PAGE EXCERPT:
>>
Perdiccas opened by exposing (the manner is not stated) Alexander's "chair", from which he rendered official decisions. On it were his diadem, robe, cuirass and signet ring, which he was accustomed to wear when he spoke ex cathedra. At the sight of them the crowd grieved volubly. Perdiccas addressed the grief, saying that the gods had given them Alexander for an appointed time, and now that it was over, they had taken him back. He pointed out their position as conquerors among the conquered. It was vital to their continuance, he said, that they have a "head". Whether it is one or many is in your "power". He thus raised the main issue, the question of "one" or "many". Roxana, Alexander's Bactrian wife, was six months into her pregnancy. He suggested that they choose someone to rule. The floor was open for discussion.

=== Proposals ===
Nearchus, the fleet commander, proposed Heracles, the illegitimate son of Alexander by his Persian mistress Barsine, be made king. The vote was "nay". Ptolemy took the floor to say that selecting Heracles would be a disgrace (piget), because his mothers was a "captive" (captivi), and what would be the good of conquest if the conquered ruled the conquerors? Aristonous of Pella proposed the ring be restored to Perdiccas as Alexander's choice. The vote was "aye". For whatever reason, Perdiccas stood for some time without reply. Then he moved behind the somatophylakes. Curtius is of the opinion that he wished to be begged to take the position. His behavior was taken as a refusal. His enemies took advantage of the opening.
<<
TO DO: From the text on choosing Alexander's successor, write out word for word the stretch from "Perdiccas opened by" through "open for discussion.". These records are separate material, apart from the text above.

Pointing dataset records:
>>
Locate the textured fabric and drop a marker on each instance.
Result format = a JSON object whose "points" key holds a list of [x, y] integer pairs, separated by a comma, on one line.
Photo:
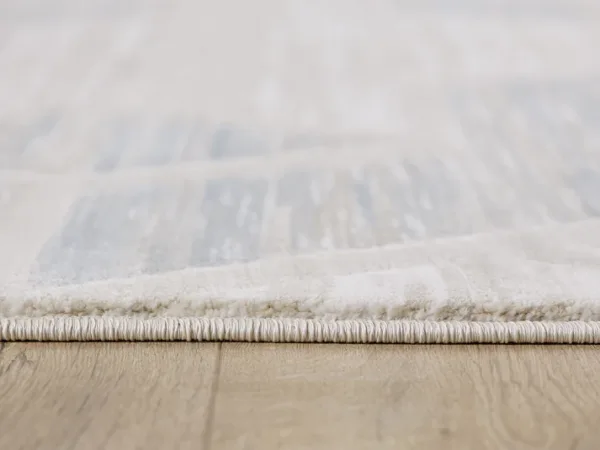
{"points": [[426, 162]]}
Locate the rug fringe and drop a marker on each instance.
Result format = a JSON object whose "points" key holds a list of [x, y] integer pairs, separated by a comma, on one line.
{"points": [[295, 330]]}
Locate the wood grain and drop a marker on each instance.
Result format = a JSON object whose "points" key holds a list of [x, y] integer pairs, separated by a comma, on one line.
{"points": [[99, 396], [238, 396], [426, 397]]}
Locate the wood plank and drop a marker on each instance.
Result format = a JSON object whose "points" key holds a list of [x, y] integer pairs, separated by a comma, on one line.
{"points": [[427, 397], [105, 395]]}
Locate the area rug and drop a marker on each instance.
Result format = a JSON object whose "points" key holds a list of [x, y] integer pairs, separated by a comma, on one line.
{"points": [[313, 171]]}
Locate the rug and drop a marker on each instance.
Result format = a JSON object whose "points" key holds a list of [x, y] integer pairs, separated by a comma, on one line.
{"points": [[300, 171]]}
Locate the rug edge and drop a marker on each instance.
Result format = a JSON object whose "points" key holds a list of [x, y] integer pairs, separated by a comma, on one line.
{"points": [[280, 330]]}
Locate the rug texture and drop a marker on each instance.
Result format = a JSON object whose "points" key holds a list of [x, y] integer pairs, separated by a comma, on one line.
{"points": [[309, 171]]}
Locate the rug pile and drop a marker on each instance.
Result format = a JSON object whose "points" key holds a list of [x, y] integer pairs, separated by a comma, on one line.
{"points": [[300, 171]]}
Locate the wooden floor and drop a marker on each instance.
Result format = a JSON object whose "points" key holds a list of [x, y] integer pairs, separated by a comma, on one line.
{"points": [[255, 396]]}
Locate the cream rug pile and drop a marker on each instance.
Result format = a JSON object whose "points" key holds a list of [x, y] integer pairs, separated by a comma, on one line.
{"points": [[310, 171]]}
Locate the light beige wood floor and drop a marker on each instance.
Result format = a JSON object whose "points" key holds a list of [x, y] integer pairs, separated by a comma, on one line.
{"points": [[243, 396]]}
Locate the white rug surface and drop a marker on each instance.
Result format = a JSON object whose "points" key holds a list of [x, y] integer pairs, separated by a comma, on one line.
{"points": [[311, 171]]}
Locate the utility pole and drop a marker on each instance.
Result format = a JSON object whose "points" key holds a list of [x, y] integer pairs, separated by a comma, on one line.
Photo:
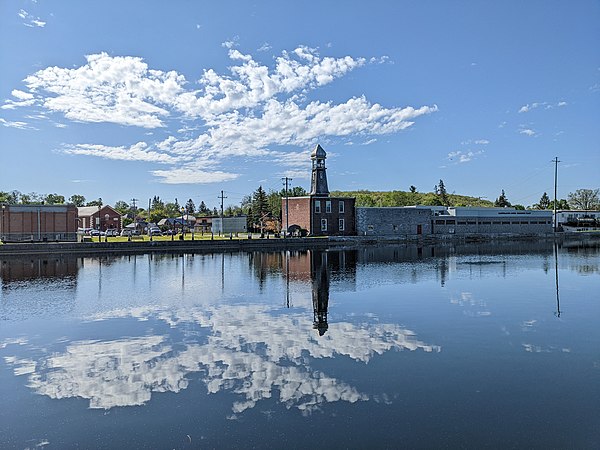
{"points": [[287, 225], [222, 197], [134, 208], [555, 161]]}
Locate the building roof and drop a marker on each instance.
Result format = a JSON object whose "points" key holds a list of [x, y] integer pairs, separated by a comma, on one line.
{"points": [[318, 152], [87, 211]]}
<<
SOLUTION TO THIS TASK:
Perdiccas opened by exposing (the manner is not stated) Alexander's "chair", from which he rendered official decisions. On it were his diadem, robe, cuirass and signet ring, which he was accustomed to wear when he spoke ex cathedra. At the sight of them the crowd grieved volubly. Perdiccas addressed the grief, saying that the gods had given them Alexander for an appointed time, and now that it was over, they had taken him back. He pointed out their position as conquerors among the conquered. It was vital to their continuance, he said, that they have a "head". Whether it is one or many is in your "power". He thus raised the main issue, the question of "one" or "many". Roxana, Alexander's Bactrian wife, was six months into her pregnancy. He suggested that they choose someone to rule. The floor was open for discussion.